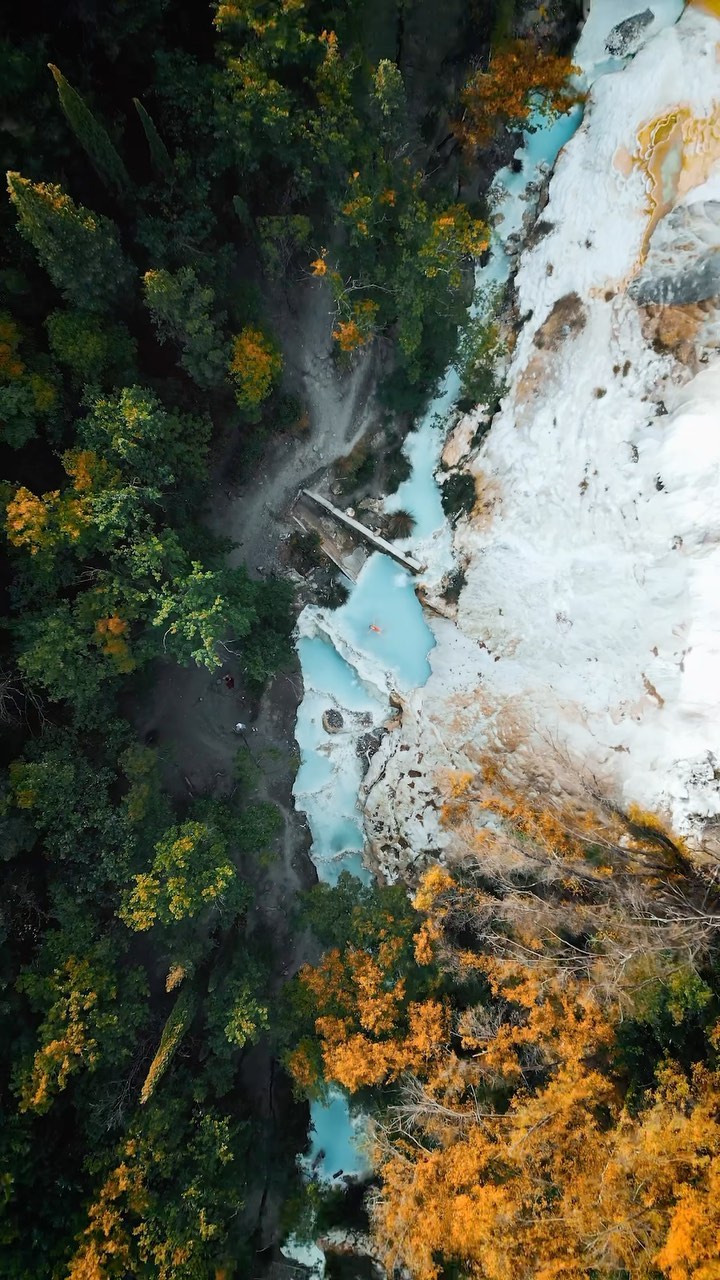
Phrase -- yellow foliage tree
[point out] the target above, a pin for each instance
(255, 368)
(519, 77)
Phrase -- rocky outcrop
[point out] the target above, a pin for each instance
(588, 624)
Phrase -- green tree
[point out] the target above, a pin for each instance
(191, 873)
(90, 133)
(182, 311)
(167, 1203)
(92, 352)
(28, 392)
(150, 446)
(80, 250)
(204, 608)
(159, 152)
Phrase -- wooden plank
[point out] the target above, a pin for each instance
(367, 534)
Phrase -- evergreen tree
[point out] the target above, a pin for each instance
(80, 250)
(182, 311)
(159, 152)
(90, 133)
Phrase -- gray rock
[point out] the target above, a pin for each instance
(625, 37)
(332, 721)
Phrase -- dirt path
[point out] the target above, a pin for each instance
(255, 516)
(190, 713)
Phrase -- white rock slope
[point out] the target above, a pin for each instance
(591, 613)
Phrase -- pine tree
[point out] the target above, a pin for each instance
(80, 250)
(91, 135)
(159, 152)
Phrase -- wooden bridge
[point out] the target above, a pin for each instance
(379, 544)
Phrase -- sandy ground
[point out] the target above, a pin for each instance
(341, 410)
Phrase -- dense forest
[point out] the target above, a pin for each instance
(534, 1034)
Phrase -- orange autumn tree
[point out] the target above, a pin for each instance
(520, 77)
(561, 1179)
(255, 368)
(565, 1121)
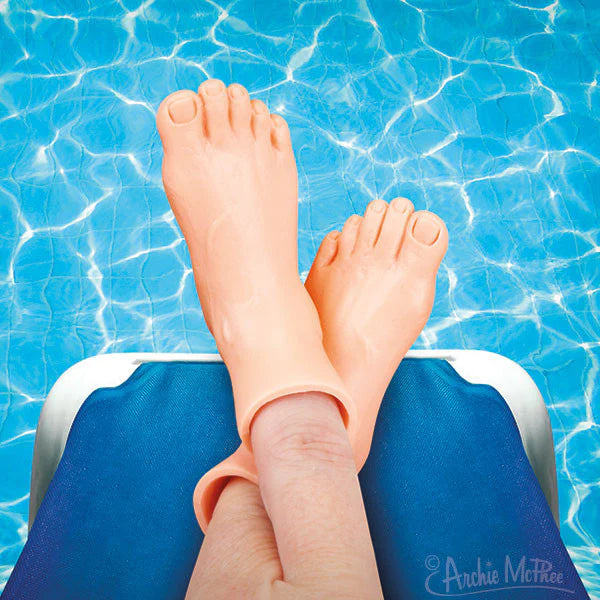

Exercise: Please return all of the data above word for word, leaving the pictures out.

Exercise response:
Phrase -- yellow foliage tree
[point out] the target above, a pin for each instance
(255, 368)
(519, 77)
Phrase -- rocky outcrop
[point out] the target above, a pin for each instance
(588, 624)
Phrase -- green tree
[point out] the target above, a pin for each instance
(191, 873)
(90, 133)
(182, 311)
(167, 1203)
(92, 352)
(28, 392)
(150, 446)
(80, 250)
(204, 608)
(159, 152)
Phrase -- wooden plank
[point out] the target above, a pin for each instance
(367, 534)
Phrase -- evergreen tree
[point out] the target above, a pin for each instance
(80, 250)
(182, 311)
(159, 152)
(90, 133)
Phrase -- gray rock
[point out] the target above, a pin for each instance
(625, 37)
(332, 721)
Phrase -- dirt path
[point out] the target above, a pin for each instance
(255, 516)
(190, 713)
Phrase -- white rock slope
[point out] the target above, a pin for each instance
(591, 613)
Phrase -- pine tree
[point out] the target above, a pin for each instance
(80, 250)
(91, 135)
(159, 152)
Phrase -- wooden bridge
[point out] the target above, a pin for each instance
(379, 544)
Phrase -- sandy ground
[point out] the target above, a pin for each instance
(341, 410)
Phrase -- dense forest
[point out] the target above, a pin for each instance
(534, 1034)
Phrase -- orange autumn tree
[point out] the target above, a pin for each instance
(520, 77)
(561, 1179)
(255, 368)
(565, 1121)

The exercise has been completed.